**WORK ORDER 1:**
Using the text about amendments to NHS guidance on CFS/ME, decide whether each statement agrees with it. Answer yes or no, and quote the words from the text that decide each one.
(a) The employee leaflet originally included a description of CFS/ME.
(b) The proposed new wording about a patient seeking early retirement was accepted.
(c) All reference to CBT and GET was removed from the section on planning a return to work.
**WORK ORDER 2:** In the text about amendments to NHS guidance on CFS/ME, what words were added to define what the NHS meant by "Prolonged rest"?

··· TEXT PROVIDED

Note:-This is a significant acknowledgement by the NHS that GET has dangers to people with CFS/ME.

8. In the section on “Pacing” we have obtained some good amendments. For example, the inclusion of a sentence:-

“Patient feedback indicates that pacing is an acceptable and very helpful form of activity management”

Note:- that is another acknowledgement that the NHS has committed to writing.

9. In the section “Other Interventions” the words “many months in bed after the acute stage of the illness” have been included. We wanted this in to define what the NHS meant by “Prolonged rest”

10. In the section “Advising Patients” we have managed to get the following words inserted:-

“Each patient should be treated as an individual case because of the difficult nature of this illness”

In addition there is an important alteration concerning a patient seeking early retirement. Previously the advice was that all rehabilitation strategies – CBT and GET- had to be “explored”. This rather suggested that the patient had to try CT and GET. Our suggestion to replace this by “all appropriate management strategies have been discussed and agreed with their medical professional” has been accepted.

11. We have managed to get two new sections included. The first mentions “Income Protection Schemes” and the second “Help from The DWP and Other Government Agencies”

12. Amazingly, in the employee leaflet there was no description of CFS/ME. We have managed to have this included. There was also no section about “Will people with CFS/ME get better?” – there is now!

13. The section on “Should I be at work with my symptoms” is a huge improvement thanks to our suggestions. The overall tone has changed and it is much more human and sympathetic to the patient.

14. The section on “What else could be considered in planning my return to work” is a complete rewrite. The advice is much more balanced, stressing that in managing the illness it is up to the patient to retain control of their management programme. Although reference to CBT and GET is still there, those treatments are clearly shown to be at the choice of the patient. Moreover there are now caveats about those treatments that were not there before – eg. “GET has been shown to be helpful for some individuals but must be approached with caution”. In addition the leaflet now states that “People with ME/CFS ( and yes, that is a mistake – CFS/ME – on their part”) -report finding pacing very helpful”. This section is a great improvement and a great achievement.

······
··· INFORMATION SHOWN

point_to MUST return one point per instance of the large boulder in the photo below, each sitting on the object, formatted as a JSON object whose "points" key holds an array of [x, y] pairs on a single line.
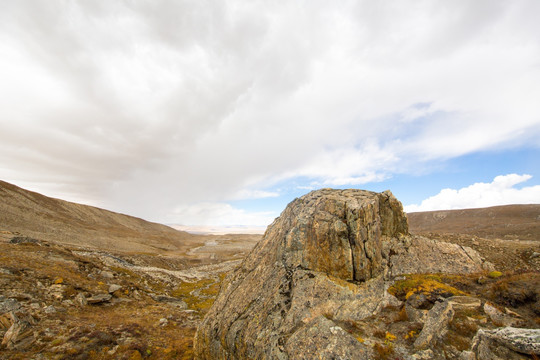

······

**YOUR SOLUTION 1:**
(a) No: "Amazingly, in the employee leaflet there was no description of CFS/ME."
(b) Yes: "Our suggestion to replace this by "all appropriate management strategies have been discussed and agreed with their medical professional" has been accepted."
(c) No: "Although reference to CBT and GET is still there, those treatments are clearly shown to be at the choice of the patient."

**YOUR SOLUTION 2:** The words "many months in bed after the acute stage of the illness" were added.